Exercise instructions —
(a) Translate this sentence from the article on Newcastle University's trafficking research into Spanish: "Most work in this field addresses the causes and characteristics of trafficking to help rescue victims, so the next phase of their victimisation is often overlooked."
(b) Revise the passage of the article on Newcastle University's trafficking research starting at "But this particular" and ending at "is often overlooked." by putting "Strength Group" in place of "Power Group", and write out the revised passage.
(c) Carry on with the article on Newcastle University's trafficking research from the point where it stops.

Extracted text —

# # # #

Research

Rebuilding Lives after Human Trafficking

Rebuilding Lives After Human Trafficking

Pioneering research by geographers and sociologists at Newcastle University is helping women and children in Nepal put the horrors of human trafficking behind them.

Dr Meena Poudel, former Director of Oxfam in Nepal and an alumna of Newcastle University, was so inspired by the work of Professors Nina Laurie and Diane Richardson, and Dr Janet Townsend, that she decided to assist by offering her expertise.

Dr Poudel explains what the team has achieved to date.

When 148 Nepalese girls and women were rescued from trafficking in a police raid on an Indian brothel in 1996, it would have been easy to assume their fortunes were about to change.

However, this was just the start of a traumatic new chapter in their lives, which saw them stigmatised, labelled as prostitutes and HIV carriers and locked away in remand homes in India where conditions were as bad as, if not worse than, prison.

On return to their homeland they struggled to regain self-esteem, social acceptance and even basic human rights. Rejected by their families and communities, they were left believing they were to blame for being trafficked.

Human trafficking
The Newcastle team helps survivors build new lives

First in the World

The beginning of this story is all too familiar to survivors of human trafficking, who often face extreme challenges in accessing citizenship and establishing new livelihoods after escaping their ordeal – and whose voices, until now, have not been heard.

But this particular group of women from Nepal – aged just 15 to 18 years – have fought back, setting up the first ever non-governmental organisation to be founded by survivors of trafficking, which they boldly named Shakti Samuha – or Power Group.

Newcastle University’s major research project, funded by the Economic and Social Research Council and carried out in partnership with the women of Shakti Samuha and the International Organisation for Migration Mission in Nepal, was one of the first in the world to systematically analyse women’s experiences after they have been trafficked.

Most work in this field addresses the causes and characteristics of trafficking to help rescue victims, so the next phase of their victimisation is often overlooked.

The Newcastle team works with the survivors themselves, helping women build new lives and changing public perceptions about survivors of trafficking.

# # # #

Stored rows —
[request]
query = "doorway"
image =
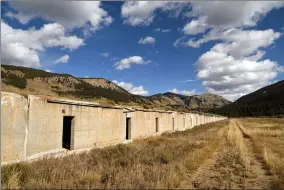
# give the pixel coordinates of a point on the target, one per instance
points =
(128, 128)
(68, 132)
(173, 120)
(157, 124)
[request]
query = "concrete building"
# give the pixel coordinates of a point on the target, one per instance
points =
(38, 124)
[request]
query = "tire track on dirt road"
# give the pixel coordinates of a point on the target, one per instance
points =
(257, 163)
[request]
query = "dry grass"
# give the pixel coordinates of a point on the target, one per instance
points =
(167, 161)
(239, 153)
(236, 137)
(267, 135)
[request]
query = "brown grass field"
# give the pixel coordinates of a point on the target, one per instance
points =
(230, 154)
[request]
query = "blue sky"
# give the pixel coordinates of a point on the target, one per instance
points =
(205, 48)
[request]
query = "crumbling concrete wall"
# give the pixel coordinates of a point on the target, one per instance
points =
(143, 123)
(14, 110)
(93, 126)
(35, 124)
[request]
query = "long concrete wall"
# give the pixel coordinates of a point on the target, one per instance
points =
(14, 110)
(35, 124)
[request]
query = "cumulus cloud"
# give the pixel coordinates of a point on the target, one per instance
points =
(137, 13)
(238, 42)
(138, 90)
(183, 92)
(233, 77)
(227, 14)
(234, 66)
(69, 14)
(22, 47)
(195, 26)
(189, 80)
(147, 40)
(162, 30)
(127, 62)
(63, 59)
(105, 54)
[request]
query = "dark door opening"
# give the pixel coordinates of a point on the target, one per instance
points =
(67, 136)
(157, 124)
(173, 123)
(128, 128)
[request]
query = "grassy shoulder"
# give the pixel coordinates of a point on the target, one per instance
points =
(166, 161)
(267, 136)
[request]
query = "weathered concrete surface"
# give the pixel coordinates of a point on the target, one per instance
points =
(93, 126)
(14, 109)
(35, 125)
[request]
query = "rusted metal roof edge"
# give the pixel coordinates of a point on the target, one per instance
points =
(82, 104)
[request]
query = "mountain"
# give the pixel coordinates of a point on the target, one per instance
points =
(201, 102)
(206, 101)
(267, 101)
(25, 81)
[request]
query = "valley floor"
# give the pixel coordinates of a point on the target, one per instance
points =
(235, 153)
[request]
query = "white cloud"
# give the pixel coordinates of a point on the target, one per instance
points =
(22, 47)
(139, 90)
(105, 54)
(69, 14)
(63, 59)
(233, 77)
(183, 92)
(189, 80)
(147, 40)
(234, 66)
(195, 26)
(162, 30)
(137, 13)
(127, 62)
(227, 14)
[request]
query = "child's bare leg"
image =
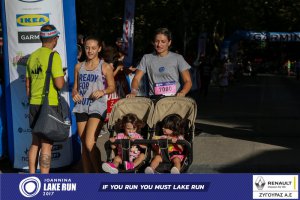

# # # #

Answer list —
(a) La mayor parte del trabajo en este campo aborda las causas y las características de la trata para ayudar a rescatar a las víctimas, por lo que la siguiente fase de su victimización a menudo se pasa por alto.

(b)
But this particular group of women from Nepal – aged just 15 to 18 years – have fought back, setting up the first ever non-governmental organisation to be founded by survivors of trafficking, which they boldly named Shakti Samuha – or Strength Group.

Newcastle University’s major research project, funded by the Economic and Social Research Council and carried out in partnership with the women of Shakti Samuha and the International Organisation for Migration Mission in Nepal, was one of the first in the world to systematically analyse women’s experiences after they have been trafficked.

Most work in this field addresses the causes and characteristics of trafficking to help rescue victims, so the next phase of their victimisation is often overlooked.

(c)
New demographic processes

“Our project has been a co-production from the beginning”, says Dr Poudel. “From our first meeting with Shakti Samuha, they told us they wanted to be the authors of their own stories, and our role was to guide them through the process and show them how to carry out their own research to bring about change.”

New democratic processes, supported by national and transnational communities, are unfolding in Nepal. Anti-trafficking advocacy is highly visible and, through the country’s new Constituent Assembly, there are fresh debates about returnee trafficked women. By bringing this issue into the spotlight the project is helping to generate a new research and policy paradigm for understanding the relationship between sexuality, gender and development.

The project has been instrumental in the creation of the Human Trafficking and Transportation Control Act, part of the Interim Constitution of Nepal (2007), which is designed to protect the rights of women returned from trafficking and to prevent them from being exploited.

Shakti Samuha is now represented on the National Committee in Controlling Human Trafficking and the group is lobbying to revise citizenship laws so that survivors and their children no longer need to get the permission of a father or husband to be recognised as a citizen. Currently, without this permission basic services and schooling are denied.

Award winning work

The women of Shakti Samuha are a constant source of inspiration. In 2013, they received the Ramon Magsaysay Award for their work. Asia’s highest honour, it is widely regarded as the region’s equivalent to the Nobel Prize.

“These women have such incredible spirit and determination to create new lives after suffering horrendous experiences that most of us cannot even comprehend. We are proud to be playing a part in helping them to explore the opportunities they so richly deserve”, says Dr Poudel.

Dr Meena Poudel now works for the International Organisation for Migration as Policy and Programme Advisor.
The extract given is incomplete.